■ SELECTED EXTRACT:
# Fluval u3



## Shirliegower71

I have just installed a fluval u3 it as 3 setting a top output for maximum circulation and oxygen b spray bar a gentle flow for a planted tank c bottom output for deep water agition and maximum circulation also running trickle filter for a month need some advice


----------



## NaomiM

Hi and welcome.

Sorry, I'm not sure I understand the question? Are you asking for advice on which setting to use? Or is this a new tank and you're asking about cycling before adding fish?


----------



## Shirliegower71

NaomiM said:


> Hi and welcome.
> 
> Sorry, I'm not sure I understand the question? Are you asking for advice on which setting to use? Or is this a new tank and you're asking about cycling before adding fish?


----------



## Shirliegower71

Sorry I was asking what settings to use .i have a 127 litre tank .the trickle filter makes to much noise so I was advised to buy u3 filter to put in the tank and was told to run the u3 and trickle filter together for around a month .so I was asking what settings the u3 has to go on thanks


----------



## NaomiM

OK I see. It depends on your setup. What fish do you have? And do you have any plants?


----------



## Shirliegower71

I have 7 plants 40 small fish. Neons. Tetras.x ray Tetras .harlequin Tetras. Cherry barbs .glass fish .dwarf rasboras. Danios male and female betta.2 snails and one bamboo shrimp


----------



## NaomiM

Hmm. Bettas won't like too much agitation on the surface. I've not kept bamboo shrimp but I think they like quite a strong flow but muffled by a sponge filter. Might be best to go for the underwater option but with a sponge on the output. A bit of underwater movement is good for the plants and can help prevent algae growth, but the plants won't like an overly strong direct flow on them. There should be some surface movement for oxygenation.

Incidentally, it's not advised to keep male and female betta together. I'd recommend getting the male his own tank - around 30L is ideal.


----------

■ AVAILABLE RECORDS:
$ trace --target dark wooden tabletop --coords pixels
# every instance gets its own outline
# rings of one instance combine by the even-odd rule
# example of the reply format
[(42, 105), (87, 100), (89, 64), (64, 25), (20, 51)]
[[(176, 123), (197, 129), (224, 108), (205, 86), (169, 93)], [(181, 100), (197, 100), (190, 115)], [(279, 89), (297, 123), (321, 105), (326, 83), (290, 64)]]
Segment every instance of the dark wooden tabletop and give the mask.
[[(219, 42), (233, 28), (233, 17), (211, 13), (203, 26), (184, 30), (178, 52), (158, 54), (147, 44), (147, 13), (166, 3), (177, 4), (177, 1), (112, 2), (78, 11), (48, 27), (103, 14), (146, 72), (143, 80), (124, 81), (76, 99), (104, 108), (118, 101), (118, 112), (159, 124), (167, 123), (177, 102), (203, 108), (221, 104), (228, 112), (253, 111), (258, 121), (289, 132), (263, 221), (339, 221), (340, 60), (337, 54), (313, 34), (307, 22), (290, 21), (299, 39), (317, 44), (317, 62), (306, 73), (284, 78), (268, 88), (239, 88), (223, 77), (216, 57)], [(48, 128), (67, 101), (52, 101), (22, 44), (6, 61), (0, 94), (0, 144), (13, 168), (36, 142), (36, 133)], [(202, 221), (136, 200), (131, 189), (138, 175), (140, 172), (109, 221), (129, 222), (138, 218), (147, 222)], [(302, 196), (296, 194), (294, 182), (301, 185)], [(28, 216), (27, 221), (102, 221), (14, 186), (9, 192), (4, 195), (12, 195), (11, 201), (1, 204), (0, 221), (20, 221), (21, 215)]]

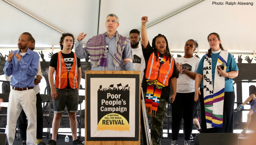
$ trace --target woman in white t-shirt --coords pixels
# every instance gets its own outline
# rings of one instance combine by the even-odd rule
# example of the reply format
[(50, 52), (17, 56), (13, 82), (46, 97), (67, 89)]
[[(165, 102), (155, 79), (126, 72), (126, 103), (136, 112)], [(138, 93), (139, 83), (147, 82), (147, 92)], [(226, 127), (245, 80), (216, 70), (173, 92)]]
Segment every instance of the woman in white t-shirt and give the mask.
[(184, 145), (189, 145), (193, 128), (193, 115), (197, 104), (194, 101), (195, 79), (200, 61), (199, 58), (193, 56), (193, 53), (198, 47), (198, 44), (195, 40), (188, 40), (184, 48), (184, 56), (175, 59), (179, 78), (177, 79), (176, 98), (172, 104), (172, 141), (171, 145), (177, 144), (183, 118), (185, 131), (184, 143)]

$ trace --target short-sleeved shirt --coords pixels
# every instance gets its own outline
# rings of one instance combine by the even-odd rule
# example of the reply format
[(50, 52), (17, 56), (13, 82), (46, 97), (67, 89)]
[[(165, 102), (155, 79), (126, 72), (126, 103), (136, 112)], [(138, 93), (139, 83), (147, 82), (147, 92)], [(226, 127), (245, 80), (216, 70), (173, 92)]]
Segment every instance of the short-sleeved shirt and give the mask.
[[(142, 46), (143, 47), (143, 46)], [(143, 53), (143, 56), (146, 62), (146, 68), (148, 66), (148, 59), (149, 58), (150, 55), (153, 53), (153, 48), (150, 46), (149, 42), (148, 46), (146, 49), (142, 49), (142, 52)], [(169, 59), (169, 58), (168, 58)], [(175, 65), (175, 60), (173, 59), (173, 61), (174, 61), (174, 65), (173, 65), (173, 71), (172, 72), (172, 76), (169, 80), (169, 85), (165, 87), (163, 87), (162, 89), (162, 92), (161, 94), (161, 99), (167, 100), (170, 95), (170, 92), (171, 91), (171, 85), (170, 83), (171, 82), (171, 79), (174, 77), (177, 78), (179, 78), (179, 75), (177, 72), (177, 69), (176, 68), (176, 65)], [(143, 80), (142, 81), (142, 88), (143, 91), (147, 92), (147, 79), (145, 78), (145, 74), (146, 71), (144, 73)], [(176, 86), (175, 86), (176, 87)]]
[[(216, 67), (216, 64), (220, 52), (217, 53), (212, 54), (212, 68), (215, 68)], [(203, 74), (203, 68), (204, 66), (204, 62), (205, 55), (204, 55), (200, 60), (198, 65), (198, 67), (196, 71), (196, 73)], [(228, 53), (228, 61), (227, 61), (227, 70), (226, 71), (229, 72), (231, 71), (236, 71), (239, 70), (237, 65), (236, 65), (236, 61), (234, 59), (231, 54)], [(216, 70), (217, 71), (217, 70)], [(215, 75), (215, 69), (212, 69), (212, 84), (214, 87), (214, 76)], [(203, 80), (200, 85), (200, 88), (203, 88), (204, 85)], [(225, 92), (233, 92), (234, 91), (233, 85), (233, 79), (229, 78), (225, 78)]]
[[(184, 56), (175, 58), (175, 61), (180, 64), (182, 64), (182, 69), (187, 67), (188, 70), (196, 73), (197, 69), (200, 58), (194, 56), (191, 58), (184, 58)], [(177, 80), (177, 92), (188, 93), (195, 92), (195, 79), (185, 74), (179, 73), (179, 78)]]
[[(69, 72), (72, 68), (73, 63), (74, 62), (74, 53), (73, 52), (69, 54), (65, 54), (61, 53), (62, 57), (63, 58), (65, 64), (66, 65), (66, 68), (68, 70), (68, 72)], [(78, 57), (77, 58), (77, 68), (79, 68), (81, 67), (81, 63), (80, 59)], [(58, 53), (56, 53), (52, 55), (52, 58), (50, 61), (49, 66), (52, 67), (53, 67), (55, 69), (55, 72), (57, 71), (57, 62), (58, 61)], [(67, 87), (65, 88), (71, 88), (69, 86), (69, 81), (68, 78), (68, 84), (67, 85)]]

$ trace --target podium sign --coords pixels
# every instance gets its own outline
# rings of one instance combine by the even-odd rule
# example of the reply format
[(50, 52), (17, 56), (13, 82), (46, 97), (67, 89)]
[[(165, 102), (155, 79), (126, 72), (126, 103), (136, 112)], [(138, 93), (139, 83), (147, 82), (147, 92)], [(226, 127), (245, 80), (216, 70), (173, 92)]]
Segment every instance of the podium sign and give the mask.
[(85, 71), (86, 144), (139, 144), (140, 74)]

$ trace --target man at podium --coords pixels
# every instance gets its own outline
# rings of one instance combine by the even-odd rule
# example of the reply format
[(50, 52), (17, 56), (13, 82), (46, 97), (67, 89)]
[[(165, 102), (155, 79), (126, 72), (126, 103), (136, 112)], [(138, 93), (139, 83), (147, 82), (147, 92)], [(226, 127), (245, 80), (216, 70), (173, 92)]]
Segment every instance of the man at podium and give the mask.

■ WRITTEN EXERCISE 1:
Answer these questions about the forum thread on the Fluval U3 filter, one line each:
(a) How many liters does the poster's tank hold?
(b) For how long was the poster told to run the U3 and the trickle filter together?
(c) What tank size does NaomiM suggest for the male betta?
■ WRITTEN EXERCISE 2:
Reproduce the records from their very first line through the line that contains "[(42, 105), (87, 100), (89, 64), (64, 25), (20, 51)]", including both ends.

■ CORRECT OUTPUT 1:
(a) 127 liters.
(b) Around a month.
(c) Around 30L.

■ CORRECT OUTPUT 2:
$ trace --target dark wooden tabletop --coords pixels
# every instance gets its own outline
# rings of one instance combine by the even-odd rule
# example of the reply format
[(42, 105), (87, 100), (89, 64), (64, 25), (20, 51)]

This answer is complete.